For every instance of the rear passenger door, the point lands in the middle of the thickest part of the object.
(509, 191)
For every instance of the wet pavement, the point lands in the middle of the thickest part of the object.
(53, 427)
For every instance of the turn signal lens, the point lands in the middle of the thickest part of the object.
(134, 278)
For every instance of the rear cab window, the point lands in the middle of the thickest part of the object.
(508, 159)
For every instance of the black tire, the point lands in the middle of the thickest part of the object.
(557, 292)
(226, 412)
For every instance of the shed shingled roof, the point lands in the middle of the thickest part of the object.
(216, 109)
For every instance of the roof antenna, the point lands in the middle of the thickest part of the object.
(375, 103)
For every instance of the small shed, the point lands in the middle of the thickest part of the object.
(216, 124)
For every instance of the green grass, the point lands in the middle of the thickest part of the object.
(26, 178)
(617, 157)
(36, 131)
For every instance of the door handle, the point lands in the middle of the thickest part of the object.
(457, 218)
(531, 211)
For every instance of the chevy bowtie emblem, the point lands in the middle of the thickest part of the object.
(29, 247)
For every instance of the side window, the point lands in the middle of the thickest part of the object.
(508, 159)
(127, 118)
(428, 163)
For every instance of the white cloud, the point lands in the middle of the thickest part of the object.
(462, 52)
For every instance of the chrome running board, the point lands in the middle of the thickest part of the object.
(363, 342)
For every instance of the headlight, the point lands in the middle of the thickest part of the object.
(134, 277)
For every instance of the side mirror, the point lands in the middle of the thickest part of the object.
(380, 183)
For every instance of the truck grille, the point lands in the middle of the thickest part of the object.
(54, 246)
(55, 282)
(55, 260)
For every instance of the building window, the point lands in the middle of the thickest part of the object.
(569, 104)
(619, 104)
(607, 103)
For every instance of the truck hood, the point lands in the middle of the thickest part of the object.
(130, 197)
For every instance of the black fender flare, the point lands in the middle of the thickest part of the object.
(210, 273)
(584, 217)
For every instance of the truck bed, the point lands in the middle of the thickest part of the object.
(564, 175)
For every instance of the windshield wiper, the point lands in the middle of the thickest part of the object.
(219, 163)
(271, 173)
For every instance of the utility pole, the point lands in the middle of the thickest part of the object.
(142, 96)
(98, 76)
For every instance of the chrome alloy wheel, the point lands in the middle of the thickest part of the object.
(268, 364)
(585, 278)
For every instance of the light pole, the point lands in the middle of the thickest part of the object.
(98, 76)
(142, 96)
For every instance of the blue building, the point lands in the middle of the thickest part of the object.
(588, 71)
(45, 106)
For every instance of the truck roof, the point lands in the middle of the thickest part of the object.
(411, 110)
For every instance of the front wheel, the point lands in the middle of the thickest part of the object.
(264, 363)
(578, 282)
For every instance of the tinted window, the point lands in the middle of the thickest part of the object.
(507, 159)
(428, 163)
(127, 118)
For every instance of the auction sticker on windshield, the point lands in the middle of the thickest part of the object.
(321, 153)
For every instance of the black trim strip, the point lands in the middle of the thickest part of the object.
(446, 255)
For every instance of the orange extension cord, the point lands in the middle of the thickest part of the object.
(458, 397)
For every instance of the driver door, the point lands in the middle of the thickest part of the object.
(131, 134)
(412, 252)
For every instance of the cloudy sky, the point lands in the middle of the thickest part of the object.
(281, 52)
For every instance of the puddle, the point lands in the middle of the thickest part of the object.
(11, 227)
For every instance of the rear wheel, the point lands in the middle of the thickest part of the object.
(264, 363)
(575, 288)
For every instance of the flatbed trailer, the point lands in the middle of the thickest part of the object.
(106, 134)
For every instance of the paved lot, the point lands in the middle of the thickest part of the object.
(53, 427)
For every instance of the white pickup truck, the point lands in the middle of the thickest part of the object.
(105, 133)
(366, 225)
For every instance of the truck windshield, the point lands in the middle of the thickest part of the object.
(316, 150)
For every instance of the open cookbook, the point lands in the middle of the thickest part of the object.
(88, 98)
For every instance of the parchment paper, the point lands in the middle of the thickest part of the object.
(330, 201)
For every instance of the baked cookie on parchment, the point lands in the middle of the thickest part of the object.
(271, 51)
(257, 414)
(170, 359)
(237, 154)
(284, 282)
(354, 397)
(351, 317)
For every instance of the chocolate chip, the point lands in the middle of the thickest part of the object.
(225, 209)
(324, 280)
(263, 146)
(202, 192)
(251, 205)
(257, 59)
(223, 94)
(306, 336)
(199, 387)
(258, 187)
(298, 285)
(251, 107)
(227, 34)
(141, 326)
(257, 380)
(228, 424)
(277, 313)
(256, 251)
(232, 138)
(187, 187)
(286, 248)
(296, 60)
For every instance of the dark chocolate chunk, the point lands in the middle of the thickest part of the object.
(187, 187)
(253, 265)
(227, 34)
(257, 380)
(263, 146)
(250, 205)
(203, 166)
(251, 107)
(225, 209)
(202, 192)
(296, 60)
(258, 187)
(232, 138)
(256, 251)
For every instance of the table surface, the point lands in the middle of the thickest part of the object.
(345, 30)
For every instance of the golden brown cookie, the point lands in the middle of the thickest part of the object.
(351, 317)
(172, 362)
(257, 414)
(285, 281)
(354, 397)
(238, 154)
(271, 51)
+ + + +
> [Work request] Provide an exact reproduction of all the entries shown above.

> [Exercise result]
For every instance of the rear passenger door, the point lands in the middle of the thickest part of the object.
(509, 191)
For every instance of the wet pavement, the point lands in the middle of the thickest part of the object.
(53, 427)
For every instance of the turn signal lens, the point lands in the middle of the thickest part of the object.
(134, 278)
For every instance of the rear cab window, the point lands in the middle of the thickest part of the object.
(508, 159)
For every instance of the black tire, the point lands in the middle of the thickest part of the object.
(557, 292)
(226, 412)
For every instance of the shed shingled roof, the point lands in the middle of the thickest part of the object.
(216, 109)
For every instance of the roof antenna, the point lands in the middle of the thickest part of the object.
(375, 103)
For every instance of the small shed, the point lands in the middle of the thickest part of the object.
(216, 124)
For every instance of the green grass, the point lands in the middle of the thickest part of the object.
(26, 178)
(617, 157)
(36, 131)
For every instance of the door handle, the point lands in the middle of the thickest part of the object.
(457, 218)
(531, 211)
For every instance of the chevy bowtie emblem, the point lands in the middle of the thickest part of the object.
(29, 247)
For every instance of the side window, the point lands in the middle of the thickest part of the object.
(508, 159)
(127, 118)
(428, 163)
For every instance of the white cloud, the point lands in the middle of the thickest part of the object.
(462, 52)
For every instance of the chrome running board, the point lands in the middle of the thickest part of the object.
(363, 342)
For every instance of the headlight, the point lands in the middle of the thickest part of the object.
(134, 277)
For every instance of the side mirror, the point lands in the middle of the thickest part of the object.
(380, 183)
For every instance of the truck grille, the point lands in the middle of the thickest part of the object.
(54, 246)
(55, 282)
(55, 260)
For every instance of the building window, the point lands in the middle of the thickest part of the object.
(569, 104)
(619, 104)
(607, 103)
For every instance of the truck hood, the point lands in the middle of the thickest part of the object.
(130, 197)
For every instance of the black fender flare, the point lands in the middle of the thickest part of the object.
(210, 273)
(584, 217)
For every instance of the truck bed, the point lands in the middle of the thickest part of the object.
(564, 175)
For every instance of the windshield wiper, the point lands in the middle of the thickest part of the object.
(219, 163)
(271, 173)
For every instance of the utility pole, the point lands in the middle of the thickest part of the object.
(142, 96)
(98, 76)
For every instance of the chrome alloy wheel, the point lands in the middle of the thickest part of the object.
(268, 364)
(585, 278)
For every instance of the light pole, the point lands in the middle of the thickest part of the object.
(98, 76)
(142, 96)
For every instance of the blue building, the point lands in the middle of the thickest part of the object.
(588, 71)
(45, 106)
For every instance of the truck roof, the point lands in the middle of the thickest part of the object.
(411, 110)
For every instance of the front wheel, the point lands in the middle of the thickest part of the object.
(264, 363)
(578, 282)
For every instance of the tinted window, the point lands in the middle of the thickest part of the object.
(507, 159)
(428, 163)
(127, 118)
For every instance of the auction sticker on windshield, the point lands in the middle of the thickest part of the object.
(321, 153)
For every instance of the black trim strip, the point lands in the middle of the thickest part of the object.
(446, 255)
For every instance of the orange extension cord, the point lands in the middle of the thickest part of the object.
(458, 397)
For every instance of the driver door, the point lands in the middle of the thickest part of the object.
(131, 134)
(412, 252)
For every instance of the cloudy sky, the point lands in the middle of the thickest part of the object.
(281, 52)
For every instance of the puddle, the point lands in the middle of the thickest part of the object.
(11, 227)
For every instance of the rear wheel, the point lands in the middle of the thickest part of the object.
(264, 363)
(575, 288)
For every instance of the flatbed trailer, the point lands in the middle of the thickest part of the object.
(106, 134)
For every instance of the paved lot, the point lands in the middle of the thickest part of the object.
(53, 427)
For every instance of the white pickup truck, the point lands in the middle of the thickest part of the object.
(105, 133)
(366, 225)
For every instance of the truck windshield, the point lands in the middle of the thickest part of the object.
(316, 150)
For every instance of the open cookbook, the point lands in the middle of the thickest part of the object.
(88, 98)
For every instance of the parchment paper, the point lands in the middle of the thickest part of the object.
(330, 201)
For every instance of the baked cookie on parchment, the point lands in the middle of the thickest part of the object.
(271, 51)
(257, 414)
(170, 359)
(237, 154)
(284, 282)
(354, 397)
(351, 317)
For every instance of the chocolate chip, the point lands in the middle of the thickest part of the object.
(225, 209)
(324, 280)
(263, 146)
(202, 192)
(251, 205)
(257, 59)
(223, 94)
(306, 336)
(199, 387)
(258, 187)
(298, 285)
(251, 107)
(227, 34)
(141, 326)
(257, 380)
(228, 424)
(277, 313)
(256, 251)
(232, 138)
(187, 187)
(286, 248)
(296, 60)
For every instance of the dark chocolate chunk, the point lands in the middle of the thickest part of the object.
(187, 187)
(253, 265)
(227, 34)
(257, 380)
(263, 146)
(250, 205)
(203, 166)
(251, 107)
(225, 209)
(202, 192)
(296, 60)
(258, 187)
(232, 138)
(256, 251)
For every instance of the table surface, the point lands in the middle of the thickest part of the object.
(345, 30)
For every instance of the golden brown cookie, the point lands in the middle of the thickest part of the object.
(351, 317)
(172, 362)
(257, 414)
(285, 281)
(354, 397)
(238, 154)
(271, 51)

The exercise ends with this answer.